*DOCUMENT EXCERPT*
━━━━
CIS – “Get to know your neighbors” Seminar Series
“The case for diversifying your mathematical toolbox”
Prof. Kathryn Hess Bellwald, head of the Laboratory for Topology and Neuroscience
Monday, Feb 28, 2022 3:15 – 4:15pm (CET)

Certain fields of mathematics, such as dynamical systems and partial differential equations, have long provided tools employed by scientists and engineers to advance their research. More recently, the utility of other branches of mathematics, such as number theory in cryptography, graph theory in neuroscience, and (very recently) differential geometry in machine learning, has become increasingly clear. There is great potential for further fruitful synergies between reputedly “pure” branches of mathematics and a wide range of fields in science and engineering.
To illustrate the power of less standard mathematical methods in science and engineering, I will describe the results of a long-standing collaboration with Lida Kanari of the Blue Brain Project, in which we applied methods of combinatorial topology to analyzing the morphologies of neurons and glial cells. I will also briefly sketch the results of other rewarding collaborations with EPFL colleagues, in which topological methods provided interesting insights into problems in both the life sciences and material science.
━━━━
*TO DO*
1. Write out the seminar announcement word for word, starting at "Certain fields of" and continuing up to and including "science and engineering.".
2. According to the seminar announcement, what did the collaboration with Lida Kanari apply combinatorial topology to?

*DATASET ENTRIES*
━━━━
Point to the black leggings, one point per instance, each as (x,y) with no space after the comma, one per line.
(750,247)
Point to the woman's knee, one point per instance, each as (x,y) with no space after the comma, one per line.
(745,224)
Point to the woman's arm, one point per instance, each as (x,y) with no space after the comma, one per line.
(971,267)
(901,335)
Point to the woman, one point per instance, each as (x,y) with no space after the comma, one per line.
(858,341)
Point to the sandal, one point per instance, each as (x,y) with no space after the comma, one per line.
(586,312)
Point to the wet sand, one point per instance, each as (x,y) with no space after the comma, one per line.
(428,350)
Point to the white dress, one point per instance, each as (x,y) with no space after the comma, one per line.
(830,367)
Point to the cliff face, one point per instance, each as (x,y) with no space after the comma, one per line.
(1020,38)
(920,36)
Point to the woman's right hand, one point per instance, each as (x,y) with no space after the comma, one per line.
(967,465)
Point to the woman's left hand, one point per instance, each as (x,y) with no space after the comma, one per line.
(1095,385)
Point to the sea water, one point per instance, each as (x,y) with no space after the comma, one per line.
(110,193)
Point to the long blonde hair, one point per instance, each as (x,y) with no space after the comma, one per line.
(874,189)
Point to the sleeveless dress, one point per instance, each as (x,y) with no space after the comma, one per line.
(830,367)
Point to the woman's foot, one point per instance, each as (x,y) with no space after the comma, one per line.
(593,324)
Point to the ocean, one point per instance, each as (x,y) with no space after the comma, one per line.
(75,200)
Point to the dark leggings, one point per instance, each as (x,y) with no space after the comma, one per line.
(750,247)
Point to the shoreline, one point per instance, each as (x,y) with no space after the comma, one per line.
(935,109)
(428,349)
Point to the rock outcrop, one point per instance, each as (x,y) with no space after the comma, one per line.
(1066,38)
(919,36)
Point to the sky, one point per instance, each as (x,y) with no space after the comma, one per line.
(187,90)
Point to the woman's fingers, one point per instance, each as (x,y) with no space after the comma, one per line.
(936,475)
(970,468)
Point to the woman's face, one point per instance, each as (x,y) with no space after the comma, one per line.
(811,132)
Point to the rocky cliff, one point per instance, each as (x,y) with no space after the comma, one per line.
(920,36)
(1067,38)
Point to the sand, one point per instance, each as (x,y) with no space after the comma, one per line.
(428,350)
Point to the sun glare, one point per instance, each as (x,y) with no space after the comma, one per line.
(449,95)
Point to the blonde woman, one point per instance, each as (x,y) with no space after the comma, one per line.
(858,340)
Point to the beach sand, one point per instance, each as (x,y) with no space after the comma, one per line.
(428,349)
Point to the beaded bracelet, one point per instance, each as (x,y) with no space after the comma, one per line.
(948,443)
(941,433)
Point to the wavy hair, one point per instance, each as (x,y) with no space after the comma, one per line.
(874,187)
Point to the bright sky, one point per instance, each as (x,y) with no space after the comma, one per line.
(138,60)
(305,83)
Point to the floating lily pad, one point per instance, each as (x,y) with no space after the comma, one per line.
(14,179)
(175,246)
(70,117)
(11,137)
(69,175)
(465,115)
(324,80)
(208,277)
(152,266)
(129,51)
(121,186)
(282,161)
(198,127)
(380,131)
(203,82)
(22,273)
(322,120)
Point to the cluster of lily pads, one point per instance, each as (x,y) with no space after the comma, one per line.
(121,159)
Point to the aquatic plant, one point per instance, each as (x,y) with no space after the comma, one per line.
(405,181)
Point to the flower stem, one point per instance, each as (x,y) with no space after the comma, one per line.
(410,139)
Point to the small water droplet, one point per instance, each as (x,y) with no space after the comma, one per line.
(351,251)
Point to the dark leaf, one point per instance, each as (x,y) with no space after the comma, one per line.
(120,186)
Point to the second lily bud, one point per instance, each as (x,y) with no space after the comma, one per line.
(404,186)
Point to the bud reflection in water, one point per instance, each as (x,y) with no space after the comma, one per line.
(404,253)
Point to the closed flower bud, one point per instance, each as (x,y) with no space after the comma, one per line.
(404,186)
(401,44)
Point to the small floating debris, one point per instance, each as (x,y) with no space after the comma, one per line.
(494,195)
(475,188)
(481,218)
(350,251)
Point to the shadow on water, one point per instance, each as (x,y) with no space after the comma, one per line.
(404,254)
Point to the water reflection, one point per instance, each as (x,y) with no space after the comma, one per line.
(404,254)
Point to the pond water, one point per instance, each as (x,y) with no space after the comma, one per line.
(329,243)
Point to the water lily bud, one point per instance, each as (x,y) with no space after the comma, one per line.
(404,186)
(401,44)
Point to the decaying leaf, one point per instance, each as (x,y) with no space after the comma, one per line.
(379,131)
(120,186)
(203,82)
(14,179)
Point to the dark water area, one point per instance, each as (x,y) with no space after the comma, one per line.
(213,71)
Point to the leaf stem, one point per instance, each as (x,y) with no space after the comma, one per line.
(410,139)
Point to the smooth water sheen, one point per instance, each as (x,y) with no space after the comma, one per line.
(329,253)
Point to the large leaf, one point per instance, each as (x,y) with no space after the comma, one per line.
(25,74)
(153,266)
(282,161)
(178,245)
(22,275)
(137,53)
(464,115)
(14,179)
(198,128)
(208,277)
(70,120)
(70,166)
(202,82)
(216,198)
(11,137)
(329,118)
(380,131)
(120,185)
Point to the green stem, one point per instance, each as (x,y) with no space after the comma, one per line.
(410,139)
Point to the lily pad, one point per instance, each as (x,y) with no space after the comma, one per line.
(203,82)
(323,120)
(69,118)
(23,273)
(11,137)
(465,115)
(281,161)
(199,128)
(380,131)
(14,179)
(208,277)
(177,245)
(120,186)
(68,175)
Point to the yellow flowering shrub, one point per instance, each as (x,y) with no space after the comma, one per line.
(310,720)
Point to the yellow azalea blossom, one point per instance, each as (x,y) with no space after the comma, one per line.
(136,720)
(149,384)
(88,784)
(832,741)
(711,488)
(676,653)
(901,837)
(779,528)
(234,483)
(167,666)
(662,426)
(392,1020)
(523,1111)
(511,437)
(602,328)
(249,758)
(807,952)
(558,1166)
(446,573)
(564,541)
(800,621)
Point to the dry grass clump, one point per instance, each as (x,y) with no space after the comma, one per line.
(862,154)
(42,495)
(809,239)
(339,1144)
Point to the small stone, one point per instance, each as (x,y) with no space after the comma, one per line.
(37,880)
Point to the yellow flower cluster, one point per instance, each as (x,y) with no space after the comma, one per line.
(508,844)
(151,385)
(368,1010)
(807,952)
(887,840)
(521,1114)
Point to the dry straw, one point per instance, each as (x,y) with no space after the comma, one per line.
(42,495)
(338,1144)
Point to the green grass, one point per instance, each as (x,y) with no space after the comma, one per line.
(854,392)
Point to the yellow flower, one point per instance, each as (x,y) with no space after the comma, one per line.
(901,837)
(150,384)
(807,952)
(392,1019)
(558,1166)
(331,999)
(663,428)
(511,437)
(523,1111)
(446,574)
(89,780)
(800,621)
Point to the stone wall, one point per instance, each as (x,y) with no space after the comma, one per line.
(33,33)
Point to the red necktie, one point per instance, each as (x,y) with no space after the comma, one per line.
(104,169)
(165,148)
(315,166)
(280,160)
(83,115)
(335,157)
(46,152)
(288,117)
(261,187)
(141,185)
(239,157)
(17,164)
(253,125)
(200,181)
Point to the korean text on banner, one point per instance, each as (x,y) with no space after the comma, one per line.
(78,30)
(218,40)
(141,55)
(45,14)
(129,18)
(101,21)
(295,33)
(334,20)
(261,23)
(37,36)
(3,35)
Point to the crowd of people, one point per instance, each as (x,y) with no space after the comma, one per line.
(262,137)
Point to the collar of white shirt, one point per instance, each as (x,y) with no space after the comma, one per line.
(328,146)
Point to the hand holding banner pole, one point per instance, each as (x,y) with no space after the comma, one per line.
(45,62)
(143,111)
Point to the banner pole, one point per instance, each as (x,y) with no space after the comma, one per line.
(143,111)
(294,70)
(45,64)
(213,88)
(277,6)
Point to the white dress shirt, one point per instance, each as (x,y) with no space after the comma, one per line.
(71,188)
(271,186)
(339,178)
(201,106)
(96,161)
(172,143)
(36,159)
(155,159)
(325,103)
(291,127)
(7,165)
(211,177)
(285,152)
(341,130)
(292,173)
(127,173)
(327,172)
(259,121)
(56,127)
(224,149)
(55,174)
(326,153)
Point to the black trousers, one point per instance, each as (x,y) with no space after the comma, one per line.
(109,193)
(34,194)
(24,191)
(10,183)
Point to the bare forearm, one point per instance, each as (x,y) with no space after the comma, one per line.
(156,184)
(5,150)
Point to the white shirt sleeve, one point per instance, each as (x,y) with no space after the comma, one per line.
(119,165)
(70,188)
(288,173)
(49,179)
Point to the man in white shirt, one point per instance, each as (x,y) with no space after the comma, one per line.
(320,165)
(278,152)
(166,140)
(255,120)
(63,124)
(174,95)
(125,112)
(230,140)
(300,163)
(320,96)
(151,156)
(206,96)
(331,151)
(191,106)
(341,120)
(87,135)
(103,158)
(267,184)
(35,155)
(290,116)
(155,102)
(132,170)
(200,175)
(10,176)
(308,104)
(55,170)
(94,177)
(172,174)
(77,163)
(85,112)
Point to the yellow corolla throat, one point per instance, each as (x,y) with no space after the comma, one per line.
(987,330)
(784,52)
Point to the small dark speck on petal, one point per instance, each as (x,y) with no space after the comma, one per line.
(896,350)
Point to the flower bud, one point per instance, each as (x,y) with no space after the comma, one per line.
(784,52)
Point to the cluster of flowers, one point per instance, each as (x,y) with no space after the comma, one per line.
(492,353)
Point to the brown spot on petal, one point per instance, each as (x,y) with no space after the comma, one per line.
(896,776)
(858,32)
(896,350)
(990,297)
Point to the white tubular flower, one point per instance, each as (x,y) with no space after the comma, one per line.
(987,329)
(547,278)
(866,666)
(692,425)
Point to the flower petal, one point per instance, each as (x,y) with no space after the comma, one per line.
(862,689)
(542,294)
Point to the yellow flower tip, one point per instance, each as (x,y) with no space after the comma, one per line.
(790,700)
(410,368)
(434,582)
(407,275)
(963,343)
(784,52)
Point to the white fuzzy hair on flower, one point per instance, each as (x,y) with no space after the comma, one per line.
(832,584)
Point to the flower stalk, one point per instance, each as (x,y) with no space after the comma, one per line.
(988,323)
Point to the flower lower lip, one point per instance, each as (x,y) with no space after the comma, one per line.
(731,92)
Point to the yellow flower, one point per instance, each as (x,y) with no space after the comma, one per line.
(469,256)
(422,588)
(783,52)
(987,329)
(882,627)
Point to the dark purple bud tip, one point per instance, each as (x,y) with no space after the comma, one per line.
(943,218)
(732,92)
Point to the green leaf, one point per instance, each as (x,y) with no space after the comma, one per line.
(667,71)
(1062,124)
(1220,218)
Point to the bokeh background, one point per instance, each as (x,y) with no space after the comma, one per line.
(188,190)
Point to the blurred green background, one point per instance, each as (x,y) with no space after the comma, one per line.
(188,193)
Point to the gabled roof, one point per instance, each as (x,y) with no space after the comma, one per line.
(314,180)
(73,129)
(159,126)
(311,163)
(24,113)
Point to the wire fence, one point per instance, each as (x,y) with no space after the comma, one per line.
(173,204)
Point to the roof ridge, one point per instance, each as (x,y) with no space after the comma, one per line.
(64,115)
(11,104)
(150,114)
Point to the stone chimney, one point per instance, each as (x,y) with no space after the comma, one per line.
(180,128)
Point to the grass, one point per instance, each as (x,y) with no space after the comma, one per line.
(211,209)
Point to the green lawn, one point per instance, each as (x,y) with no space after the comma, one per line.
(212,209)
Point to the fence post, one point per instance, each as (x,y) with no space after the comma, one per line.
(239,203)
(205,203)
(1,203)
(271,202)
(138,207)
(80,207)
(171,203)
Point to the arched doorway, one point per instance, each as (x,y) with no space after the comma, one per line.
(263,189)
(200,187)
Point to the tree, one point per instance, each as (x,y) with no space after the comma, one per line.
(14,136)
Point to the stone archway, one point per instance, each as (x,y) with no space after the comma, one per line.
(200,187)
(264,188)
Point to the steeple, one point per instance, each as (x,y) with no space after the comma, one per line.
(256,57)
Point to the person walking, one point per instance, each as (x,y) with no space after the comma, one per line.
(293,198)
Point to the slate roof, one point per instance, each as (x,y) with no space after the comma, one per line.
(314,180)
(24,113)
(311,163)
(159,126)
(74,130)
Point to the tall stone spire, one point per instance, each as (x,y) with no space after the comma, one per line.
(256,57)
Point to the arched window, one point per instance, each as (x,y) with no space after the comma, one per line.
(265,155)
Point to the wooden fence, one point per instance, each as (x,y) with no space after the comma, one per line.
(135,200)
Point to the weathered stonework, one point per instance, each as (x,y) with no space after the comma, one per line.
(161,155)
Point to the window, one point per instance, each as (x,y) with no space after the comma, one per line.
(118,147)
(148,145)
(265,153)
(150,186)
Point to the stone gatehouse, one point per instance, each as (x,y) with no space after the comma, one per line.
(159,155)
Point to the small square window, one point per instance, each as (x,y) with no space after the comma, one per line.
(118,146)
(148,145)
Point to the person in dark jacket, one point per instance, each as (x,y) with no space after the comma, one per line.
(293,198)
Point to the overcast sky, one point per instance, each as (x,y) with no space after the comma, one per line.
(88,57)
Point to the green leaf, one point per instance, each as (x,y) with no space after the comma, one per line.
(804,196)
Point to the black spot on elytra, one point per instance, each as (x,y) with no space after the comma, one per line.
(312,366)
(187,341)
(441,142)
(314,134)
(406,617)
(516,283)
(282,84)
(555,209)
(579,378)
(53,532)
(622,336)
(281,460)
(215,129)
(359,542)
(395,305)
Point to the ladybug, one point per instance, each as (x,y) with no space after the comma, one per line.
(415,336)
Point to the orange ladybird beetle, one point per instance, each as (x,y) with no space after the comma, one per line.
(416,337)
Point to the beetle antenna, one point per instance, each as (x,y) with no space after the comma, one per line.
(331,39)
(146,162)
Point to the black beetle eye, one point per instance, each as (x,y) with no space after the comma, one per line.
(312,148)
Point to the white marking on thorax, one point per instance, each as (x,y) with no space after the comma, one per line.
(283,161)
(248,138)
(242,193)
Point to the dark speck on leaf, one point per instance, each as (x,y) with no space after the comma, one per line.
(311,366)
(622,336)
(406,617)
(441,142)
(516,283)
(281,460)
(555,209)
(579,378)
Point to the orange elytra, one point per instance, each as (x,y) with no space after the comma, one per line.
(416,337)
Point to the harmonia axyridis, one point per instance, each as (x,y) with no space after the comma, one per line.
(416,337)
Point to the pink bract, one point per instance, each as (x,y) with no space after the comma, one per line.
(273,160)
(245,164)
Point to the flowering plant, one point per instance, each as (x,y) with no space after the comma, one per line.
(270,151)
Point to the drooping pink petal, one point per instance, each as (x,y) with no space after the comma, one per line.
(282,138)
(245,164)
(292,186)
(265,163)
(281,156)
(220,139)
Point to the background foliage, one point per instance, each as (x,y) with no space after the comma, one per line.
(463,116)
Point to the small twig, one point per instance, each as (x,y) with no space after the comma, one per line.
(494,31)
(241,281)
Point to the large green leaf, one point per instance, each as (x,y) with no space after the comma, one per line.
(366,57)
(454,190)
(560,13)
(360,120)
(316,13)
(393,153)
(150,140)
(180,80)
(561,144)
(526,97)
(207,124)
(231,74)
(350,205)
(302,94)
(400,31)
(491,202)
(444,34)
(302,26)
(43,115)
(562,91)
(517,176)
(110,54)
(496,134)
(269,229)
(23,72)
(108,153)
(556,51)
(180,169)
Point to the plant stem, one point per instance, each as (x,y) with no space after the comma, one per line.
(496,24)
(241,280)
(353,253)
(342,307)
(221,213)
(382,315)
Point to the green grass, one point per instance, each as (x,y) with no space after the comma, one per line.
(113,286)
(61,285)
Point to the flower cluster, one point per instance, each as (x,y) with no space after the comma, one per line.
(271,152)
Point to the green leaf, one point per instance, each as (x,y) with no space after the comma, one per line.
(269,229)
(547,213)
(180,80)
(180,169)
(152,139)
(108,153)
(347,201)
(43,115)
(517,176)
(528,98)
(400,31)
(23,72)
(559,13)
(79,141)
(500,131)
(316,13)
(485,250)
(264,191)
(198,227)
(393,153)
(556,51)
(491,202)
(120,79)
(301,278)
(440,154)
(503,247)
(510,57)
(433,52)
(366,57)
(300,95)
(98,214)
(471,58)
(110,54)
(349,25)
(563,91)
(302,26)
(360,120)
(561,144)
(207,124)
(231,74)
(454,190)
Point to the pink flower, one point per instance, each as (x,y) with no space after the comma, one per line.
━━━━
*LIST OF SOLUTIONS*
1.
Certain fields of mathematics, such as dynamical systems and partial differential equations, have long provided tools employed by scientists and engineers to advance their research. More recently, the utility of other branches of mathematics, such as number theory in cryptography, graph theory in neuroscience, and (very recently) differential geometry in machine learning, has become increasingly clear. There is great potential for further fruitful synergies between reputedly “pure” branches of mathematics and a wide range of fields in science and engineering.

2. Analyzing the morphologies of neurons and glial cells.